## EXERCISE INPUTS

★ ★ ★ ★

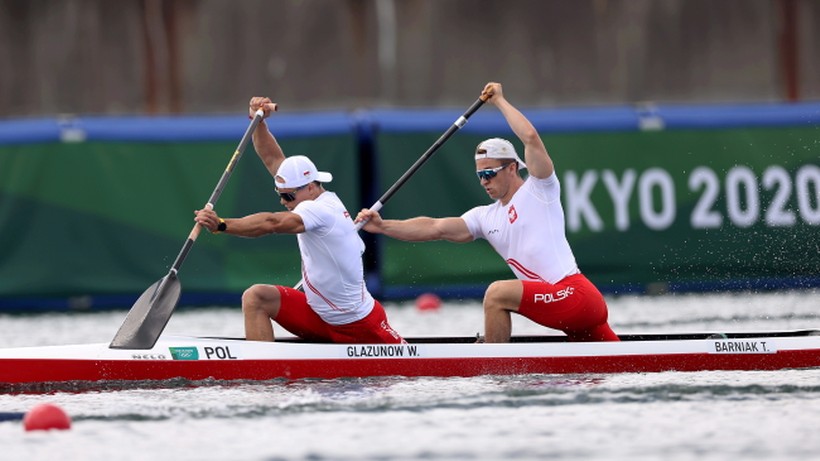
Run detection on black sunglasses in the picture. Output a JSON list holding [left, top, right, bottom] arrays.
[[475, 162, 512, 181], [276, 183, 310, 202]]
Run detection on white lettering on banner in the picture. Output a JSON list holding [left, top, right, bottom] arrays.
[[726, 166, 760, 228], [795, 165, 820, 226], [601, 169, 638, 231], [763, 166, 797, 227], [564, 170, 604, 232], [638, 168, 677, 230], [563, 164, 820, 232]]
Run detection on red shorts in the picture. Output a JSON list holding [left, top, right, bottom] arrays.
[[274, 286, 404, 344], [518, 274, 619, 341]]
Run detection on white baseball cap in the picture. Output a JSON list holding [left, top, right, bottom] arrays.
[[273, 155, 333, 189], [475, 138, 527, 169]]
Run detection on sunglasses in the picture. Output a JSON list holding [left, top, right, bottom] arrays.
[[276, 183, 310, 202], [475, 163, 511, 181]]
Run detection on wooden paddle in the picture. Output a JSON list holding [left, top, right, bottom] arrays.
[[294, 94, 489, 290], [109, 108, 268, 349]]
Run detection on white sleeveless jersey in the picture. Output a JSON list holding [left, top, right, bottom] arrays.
[[461, 172, 579, 283], [293, 191, 374, 325]]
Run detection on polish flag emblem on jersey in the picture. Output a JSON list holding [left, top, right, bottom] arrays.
[[507, 205, 518, 224]]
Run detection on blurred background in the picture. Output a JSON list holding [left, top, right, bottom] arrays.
[[0, 0, 820, 117], [0, 0, 820, 310]]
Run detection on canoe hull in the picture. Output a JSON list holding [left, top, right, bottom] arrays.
[[0, 333, 820, 386]]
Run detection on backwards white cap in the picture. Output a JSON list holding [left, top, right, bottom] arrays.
[[475, 138, 527, 169], [274, 155, 333, 189]]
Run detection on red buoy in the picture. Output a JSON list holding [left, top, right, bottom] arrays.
[[416, 293, 441, 311], [23, 403, 71, 431]]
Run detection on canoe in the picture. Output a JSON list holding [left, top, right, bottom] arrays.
[[0, 330, 820, 390]]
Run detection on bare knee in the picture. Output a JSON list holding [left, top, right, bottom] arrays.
[[242, 284, 280, 314], [484, 280, 522, 311]]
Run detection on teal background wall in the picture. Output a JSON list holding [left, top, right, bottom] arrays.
[[0, 104, 820, 309]]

★ ★ ★ ★

## PROMPT
Reproduce every line of the records above word for word, leaving out the pictures.

## OUTPUT OF THE EXERCISE
Run detection on black sunglasses in the picture. Output a JSON list holding [left, top, right, bottom] arrays.
[[475, 162, 512, 181], [276, 183, 310, 202]]
Run detection on white lettering on banner in the picture. Output a JSON list holding [left, top, right, bottom] arrays.
[[726, 166, 760, 228], [795, 165, 820, 226], [601, 169, 638, 231], [763, 166, 797, 227], [564, 170, 604, 232], [638, 168, 677, 230], [563, 164, 820, 232]]
Run detection on red shorts in the picture. Output a JSON list holding [left, top, right, bottom] arrays.
[[274, 286, 404, 344], [518, 274, 619, 341]]
Run detection on white baseball cap in the picture. Output a JSON list holding [left, top, right, bottom] arrays.
[[273, 155, 333, 189], [475, 138, 527, 169]]
Run detection on sunglasses in the picture. Output a JSON list holding [left, top, right, bottom] arrays.
[[276, 183, 310, 202], [475, 163, 511, 181]]
Run detection on wooden paddle in the picture. Output a JSON list holding [left, top, right, bottom] arrays.
[[294, 94, 489, 290], [109, 108, 268, 349]]
Run detection on white sleeveless jersey in the picture. Output a JSON list holding [left, top, right, bottom] arrays.
[[461, 172, 579, 283], [293, 191, 374, 325]]
Run detection on polish flag emblem on jersey in the picture. Output a JSON list holding [left, top, right, bottom] arrays.
[[507, 205, 518, 224]]
Run detection on blurred background in the picture. Output a JSON list holding [left, top, right, bottom] arrays.
[[0, 0, 820, 117], [0, 0, 820, 310]]
Run detection on canoe hull in the picture. Output a JSON list holding [left, top, right, bottom] arrays.
[[0, 333, 820, 386]]
Run detection on backwards white cap in the picture. Output a JSON list holding [left, top, right, bottom] arrays.
[[475, 138, 527, 169], [274, 155, 333, 189]]
Run detection on red buoy in the picture. Output a JSON list holding [left, top, right, bottom] arrays.
[[416, 293, 441, 311], [23, 403, 71, 431]]
Run detection on canoe in the picture. Output a JSON list holding [left, top, right, bottom] arrays.
[[0, 330, 820, 390]]
Run detection on bare knee in the picture. Output a JSON list holding [left, top, right, bottom] arrays.
[[242, 284, 280, 314], [484, 280, 522, 311]]
Run detection on teal background wall in the picture. Output a JSON list holding [left, top, right, bottom] arrays.
[[0, 104, 820, 309]]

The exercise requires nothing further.